▶ **Prompt**: Retype the full set of records. Keep every character identical.

▶ **Input**:

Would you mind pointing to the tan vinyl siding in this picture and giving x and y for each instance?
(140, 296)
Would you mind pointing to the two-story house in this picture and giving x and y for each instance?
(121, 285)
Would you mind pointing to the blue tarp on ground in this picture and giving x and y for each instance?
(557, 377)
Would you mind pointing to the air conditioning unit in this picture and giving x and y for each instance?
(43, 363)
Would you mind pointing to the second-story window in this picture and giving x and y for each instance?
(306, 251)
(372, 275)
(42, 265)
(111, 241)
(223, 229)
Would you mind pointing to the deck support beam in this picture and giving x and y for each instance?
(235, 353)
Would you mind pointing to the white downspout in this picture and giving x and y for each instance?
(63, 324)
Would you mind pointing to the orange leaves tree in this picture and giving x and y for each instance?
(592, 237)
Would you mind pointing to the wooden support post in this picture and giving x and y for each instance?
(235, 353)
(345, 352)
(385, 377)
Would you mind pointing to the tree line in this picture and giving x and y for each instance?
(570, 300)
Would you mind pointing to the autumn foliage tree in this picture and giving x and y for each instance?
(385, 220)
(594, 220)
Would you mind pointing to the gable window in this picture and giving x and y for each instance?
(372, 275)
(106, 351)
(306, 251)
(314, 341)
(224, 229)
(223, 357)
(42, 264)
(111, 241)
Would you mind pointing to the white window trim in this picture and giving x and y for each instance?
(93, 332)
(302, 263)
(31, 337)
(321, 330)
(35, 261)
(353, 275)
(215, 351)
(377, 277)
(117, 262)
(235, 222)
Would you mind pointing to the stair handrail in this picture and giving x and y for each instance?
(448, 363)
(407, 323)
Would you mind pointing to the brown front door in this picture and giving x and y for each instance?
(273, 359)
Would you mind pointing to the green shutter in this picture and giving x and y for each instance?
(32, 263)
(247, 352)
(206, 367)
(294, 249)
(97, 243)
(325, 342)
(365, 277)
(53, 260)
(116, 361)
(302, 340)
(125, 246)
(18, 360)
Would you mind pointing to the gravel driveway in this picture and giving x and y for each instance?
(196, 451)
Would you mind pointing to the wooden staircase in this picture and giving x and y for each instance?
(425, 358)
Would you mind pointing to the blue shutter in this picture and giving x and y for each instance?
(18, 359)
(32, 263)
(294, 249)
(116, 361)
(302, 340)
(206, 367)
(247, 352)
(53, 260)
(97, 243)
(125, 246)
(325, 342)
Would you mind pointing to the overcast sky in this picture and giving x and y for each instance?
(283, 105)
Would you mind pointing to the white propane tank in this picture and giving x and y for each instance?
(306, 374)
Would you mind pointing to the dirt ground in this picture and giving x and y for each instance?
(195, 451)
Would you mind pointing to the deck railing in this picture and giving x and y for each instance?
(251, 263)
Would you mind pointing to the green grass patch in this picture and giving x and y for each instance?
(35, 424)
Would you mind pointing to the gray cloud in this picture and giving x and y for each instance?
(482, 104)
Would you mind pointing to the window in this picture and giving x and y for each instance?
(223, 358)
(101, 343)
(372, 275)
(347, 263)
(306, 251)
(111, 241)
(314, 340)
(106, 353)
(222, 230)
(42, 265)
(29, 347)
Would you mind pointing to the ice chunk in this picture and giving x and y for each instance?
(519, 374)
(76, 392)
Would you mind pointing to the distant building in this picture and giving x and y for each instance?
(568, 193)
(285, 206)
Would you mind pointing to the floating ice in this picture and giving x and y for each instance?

▶ **Exercise output**:
Would you mind pointing to the tan vinyl siding in this picture and giving x and y for each instance?
(140, 296)
Would you mind pointing to the two-story house in this picture and giving x and y for each instance?
(121, 285)
Would you mind pointing to the blue tarp on ground in this picture and giving x and y for each instance?
(557, 377)
Would you mind pointing to the air conditioning unit in this picture and giving x and y for each instance?
(43, 363)
Would you mind pointing to the second-story window in this picture and giving x and y for each instance?
(306, 251)
(372, 275)
(42, 265)
(111, 241)
(223, 229)
Would you mind pointing to the deck support beam in this picture and giving x and y for each instance?
(235, 353)
Would you mind pointing to the white downspout in this picture and giving x and y for each instance?
(63, 324)
Would you mind pointing to the orange leaves tree in this picture and giving x and y for each instance?
(592, 237)
Would you mind pointing to the wooden support post in this picture and giving x and y for each instance?
(235, 353)
(345, 352)
(385, 377)
Would you mind pointing to the tree line in this picture and giving x and y for each instance?
(570, 300)
Would you mind pointing to the autumn foliage tree in this picture and giving x and y for each instance?
(385, 220)
(594, 220)
Would you mind pointing to the gable window in this picture and giving x and y for each instance?
(372, 275)
(106, 351)
(306, 251)
(314, 341)
(224, 229)
(223, 357)
(42, 264)
(111, 241)
Would you mind pointing to the white window trim in this picture and giving x and y for each instance?
(93, 332)
(302, 263)
(31, 337)
(321, 330)
(35, 261)
(353, 275)
(215, 351)
(377, 277)
(117, 262)
(235, 222)
Would you mind pointing to the stair handrail in this picture and giving x and y for each instance?
(448, 363)
(407, 323)
Would you mind pointing to the brown front door in this picture and giving x and y for each instance?
(273, 359)
Would you mind pointing to the green shutter in this picture and giving x and y for each instance?
(32, 263)
(247, 352)
(206, 367)
(294, 249)
(97, 243)
(325, 342)
(365, 277)
(53, 260)
(116, 361)
(302, 340)
(125, 246)
(18, 360)
Would you mind pointing to the gravel driveway in this picture and giving x and y for each instance?
(196, 451)
Would you mind pointing to the wooden staircase in this picture and giving x and y for each instance?
(425, 358)
Would you mind pointing to the blue shutter in this picture and giving x and y for each instance?
(18, 359)
(32, 263)
(294, 249)
(116, 361)
(302, 340)
(206, 367)
(247, 352)
(53, 260)
(97, 243)
(125, 246)
(325, 342)
Would you mind pointing to the overcast sky in this picture and giving x and y for each instance?
(283, 105)
Would you mind pointing to the white propane tank in this picture and giving x and y for each instance?
(306, 374)
Would you mind pointing to the dirt ground in this picture and giving x and y for each instance?
(195, 451)
Would you mind pointing to the deck railing in this picture and giving x and y for each instance?
(251, 263)
Would you mind pointing to the green grass patch in this picture and giving x and y for each instance?
(35, 424)
Would you mind pointing to the gray cloud in this picture and giving x and y for each instance?
(482, 104)
Would you mind pointing to the window in this picture and giving x and y for each instance?
(223, 358)
(101, 343)
(372, 275)
(347, 263)
(306, 251)
(111, 241)
(314, 340)
(106, 353)
(222, 230)
(42, 265)
(29, 347)
Would you mind pointing to the ice chunk in this picture and giving x and y for each instance?
(519, 374)
(76, 392)
Would you mind pointing to the distant building in this picture and giving x and y for each instance?
(568, 193)
(285, 206)
Would you mind pointing to the floating ice in this picture and giving x and y for each instance?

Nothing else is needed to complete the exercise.